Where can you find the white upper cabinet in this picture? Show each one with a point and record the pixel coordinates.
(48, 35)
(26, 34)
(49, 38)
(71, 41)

* [What you have to do] Could you reproduce the material above word for word, keeping every line unchanged?

* [Task response]
Where can you find the white upper cabinet in this picture? Show each one with a point and record the pixel coordinates.
(48, 35)
(26, 34)
(49, 38)
(71, 41)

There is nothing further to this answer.